The second aspect involves data usage, primarily for our own needs, including combating fraud and better managing expenses by eliminating unnecessary spending. The third component, also related to data, is our goal to make this data available to the broader healthcare ecosystem, contributing to a more comprehensive understanding of an epidemiological situation for example. This is something we are actively working on, and it is part of our plan. It does not only involve the Ministry of Health but also other government agencies, academic institutions, the general public, and more.
As for your own organization, given the ongoing reform in CNSS and its expanding role, with new agencies being created, what are your plans for the next four years?
First and foremost, we are an institution dedicated to serving the state, and it is our utmost priority. We were tasked with the initial phase of the AMO (Mandatory health plan), and we successfully integrated, registered, and provided services to new populations in record time, essentially tripling our activity within eighteen to twenty months. This was no easy feat, especially considering that we were not serving these new populations, which our information systems were not originally designed for. Consequently, we had to undertake significant work in a very short period.
Nonetheless, there are still challenges ahead. Our ongoing efforts are aimed at maintaining or even improving the quality of service. This entails substantial work on refining our processes, enhancing our information systems, and focusing on debt collection, especially among self-employed individuals. We are also investing heavily in data utilization tools and undertaking projects over the next three to four years to elevate our value contribution to Morocco’s social protection and healthcare systems.
With the generalization of social protection, particularly in the realm of mandatory health insurance, our role has transformed into that of a genuine insurer. An insurer must manage and anticipate risks, making us a vital part of the system’s overall value proposition. Consequently, this transformation is one of the key challenges we face in the coming years.
In conclusion, our primary objective is to provide exceptional value and service quality, both to ensure the well-being of our citizens and to contribute positively to our nation’s social protection and healthcare systems.

◆ INFORMATION PROVIDED ◆
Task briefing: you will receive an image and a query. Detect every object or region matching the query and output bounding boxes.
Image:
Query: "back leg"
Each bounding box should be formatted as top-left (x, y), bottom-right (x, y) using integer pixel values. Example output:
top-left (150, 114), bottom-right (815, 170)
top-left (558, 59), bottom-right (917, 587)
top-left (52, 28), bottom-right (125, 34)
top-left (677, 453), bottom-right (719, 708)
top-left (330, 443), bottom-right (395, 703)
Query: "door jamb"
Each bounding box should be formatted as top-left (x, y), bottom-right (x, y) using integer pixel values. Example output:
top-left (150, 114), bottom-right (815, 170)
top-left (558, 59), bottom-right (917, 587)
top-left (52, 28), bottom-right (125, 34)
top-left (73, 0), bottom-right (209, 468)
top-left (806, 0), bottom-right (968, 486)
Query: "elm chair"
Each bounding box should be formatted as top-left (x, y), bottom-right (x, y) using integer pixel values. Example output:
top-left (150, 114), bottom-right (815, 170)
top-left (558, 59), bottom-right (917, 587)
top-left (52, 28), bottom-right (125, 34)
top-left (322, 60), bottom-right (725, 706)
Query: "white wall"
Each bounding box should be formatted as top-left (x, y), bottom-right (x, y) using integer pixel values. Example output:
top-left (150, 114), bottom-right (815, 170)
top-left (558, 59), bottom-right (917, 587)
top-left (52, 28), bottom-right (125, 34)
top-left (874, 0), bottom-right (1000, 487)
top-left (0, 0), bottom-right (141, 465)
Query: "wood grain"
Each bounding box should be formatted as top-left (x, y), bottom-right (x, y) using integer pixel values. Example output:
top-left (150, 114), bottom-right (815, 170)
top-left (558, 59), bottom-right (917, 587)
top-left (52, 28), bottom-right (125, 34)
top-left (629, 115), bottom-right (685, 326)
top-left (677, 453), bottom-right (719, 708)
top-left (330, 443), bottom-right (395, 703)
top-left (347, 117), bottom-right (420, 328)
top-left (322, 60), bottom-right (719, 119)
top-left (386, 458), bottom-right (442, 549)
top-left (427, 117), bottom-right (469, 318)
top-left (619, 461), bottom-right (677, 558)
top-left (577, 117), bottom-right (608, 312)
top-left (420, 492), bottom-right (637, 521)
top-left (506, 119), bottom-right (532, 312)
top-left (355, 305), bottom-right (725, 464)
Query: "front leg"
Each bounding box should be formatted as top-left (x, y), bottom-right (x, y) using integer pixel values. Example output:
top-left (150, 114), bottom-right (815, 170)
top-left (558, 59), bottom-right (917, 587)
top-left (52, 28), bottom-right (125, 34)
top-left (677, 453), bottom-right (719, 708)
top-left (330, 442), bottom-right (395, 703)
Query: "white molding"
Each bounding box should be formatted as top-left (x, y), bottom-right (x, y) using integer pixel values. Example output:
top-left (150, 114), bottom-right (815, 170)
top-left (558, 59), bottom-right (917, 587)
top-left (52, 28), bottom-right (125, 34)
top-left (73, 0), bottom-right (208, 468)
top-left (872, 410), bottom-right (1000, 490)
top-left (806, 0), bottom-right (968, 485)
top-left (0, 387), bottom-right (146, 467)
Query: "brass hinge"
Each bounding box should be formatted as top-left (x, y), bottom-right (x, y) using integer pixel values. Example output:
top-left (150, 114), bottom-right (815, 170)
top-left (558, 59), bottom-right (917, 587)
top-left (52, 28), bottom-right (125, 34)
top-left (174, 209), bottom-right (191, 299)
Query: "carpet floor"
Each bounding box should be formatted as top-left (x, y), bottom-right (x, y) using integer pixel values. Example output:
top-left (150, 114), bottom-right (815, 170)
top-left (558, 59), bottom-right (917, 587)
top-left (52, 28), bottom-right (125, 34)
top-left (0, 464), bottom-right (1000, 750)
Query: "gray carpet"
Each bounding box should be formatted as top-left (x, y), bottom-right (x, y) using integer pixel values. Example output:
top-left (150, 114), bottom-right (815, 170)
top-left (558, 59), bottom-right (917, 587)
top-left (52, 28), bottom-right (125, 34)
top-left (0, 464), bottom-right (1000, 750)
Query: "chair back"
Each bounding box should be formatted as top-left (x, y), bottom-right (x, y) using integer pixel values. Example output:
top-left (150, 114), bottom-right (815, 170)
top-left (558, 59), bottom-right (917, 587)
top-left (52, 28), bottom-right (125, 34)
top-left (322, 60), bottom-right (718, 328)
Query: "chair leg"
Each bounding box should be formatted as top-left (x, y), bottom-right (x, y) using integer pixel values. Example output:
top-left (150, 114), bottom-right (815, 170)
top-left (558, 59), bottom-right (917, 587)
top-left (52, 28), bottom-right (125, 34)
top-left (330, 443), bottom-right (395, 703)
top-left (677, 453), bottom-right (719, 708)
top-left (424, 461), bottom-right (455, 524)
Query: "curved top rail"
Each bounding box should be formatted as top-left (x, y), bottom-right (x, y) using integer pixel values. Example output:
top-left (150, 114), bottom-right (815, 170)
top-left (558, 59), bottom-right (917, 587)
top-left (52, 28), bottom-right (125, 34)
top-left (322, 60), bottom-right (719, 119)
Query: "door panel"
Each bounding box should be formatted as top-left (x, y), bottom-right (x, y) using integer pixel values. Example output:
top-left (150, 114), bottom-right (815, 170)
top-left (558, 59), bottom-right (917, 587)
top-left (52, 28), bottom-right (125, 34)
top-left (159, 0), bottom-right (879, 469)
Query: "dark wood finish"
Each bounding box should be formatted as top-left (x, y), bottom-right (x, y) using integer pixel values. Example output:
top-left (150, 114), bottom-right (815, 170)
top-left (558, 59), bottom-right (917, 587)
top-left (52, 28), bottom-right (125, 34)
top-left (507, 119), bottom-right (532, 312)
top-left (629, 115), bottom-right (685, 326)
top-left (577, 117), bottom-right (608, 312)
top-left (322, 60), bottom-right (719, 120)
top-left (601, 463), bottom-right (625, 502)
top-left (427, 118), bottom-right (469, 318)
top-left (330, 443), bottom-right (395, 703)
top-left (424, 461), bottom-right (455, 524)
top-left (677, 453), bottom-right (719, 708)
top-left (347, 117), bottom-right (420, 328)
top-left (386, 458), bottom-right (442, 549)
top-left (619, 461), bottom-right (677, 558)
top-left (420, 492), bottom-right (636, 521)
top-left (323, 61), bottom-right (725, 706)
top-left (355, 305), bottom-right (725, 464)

◆ TASK 1 ◆
In the CNSS interview text, rewrite the passage from "As for your" up to and including "next four years?", swapping "organization" for "institution".
◆ TASK 2 ◆
Carry on the CNSS interview text past its final sentence.

◆ TASK RESULT 1 ◆
As for your own institution, given the ongoing reform in CNSS and its expanding role, with new agencies being created, what are your plans for the next four years?

◆ TASK RESULT 2 ◆
Is there anything else you would like to include or discuss, beyond the mandatory health insurance reform, its financing, and its functioning aspects?
As we were discussing various ongoing projects and reform initiatives, it’s worth noting that alongside the mandatory health insurance reform, there is another ongoing reform related to the healthcare sector in general, both in the public and private sectors. This reform encompasses governance changes, including the creation of the High Health Authority and the Medicines Agency, a comprehensive revision of governance structures, and the establishment of regional health territorial groupings.
Furthermore, there are modifications in the conditions for practicing medicine, such as changes in the training curriculum and a broader approach to medical practice. In this context, the generalization of mandatory health insurance is crucial because it fosters competition among different healthcare facilities, particularly within the public sector. For instance, public hospitals are traditionally guaranteed budgets by the government, regardless of their performance. However, with a significant portion of financing now coming from social security, patient choices play a vital role. Hospitals that offer high-quality services will receive more resources. This competition encourages better performance and quality of service in both the public and private sectors.
Additionally, allowing beneficiaries of “AMO Tadamon” to have a choice between private and public healthcare facilities is important. It encourages the public sector to improve its services and efficiency. Overall, this reform has a virtuous aspect that complements the broader healthcare reform.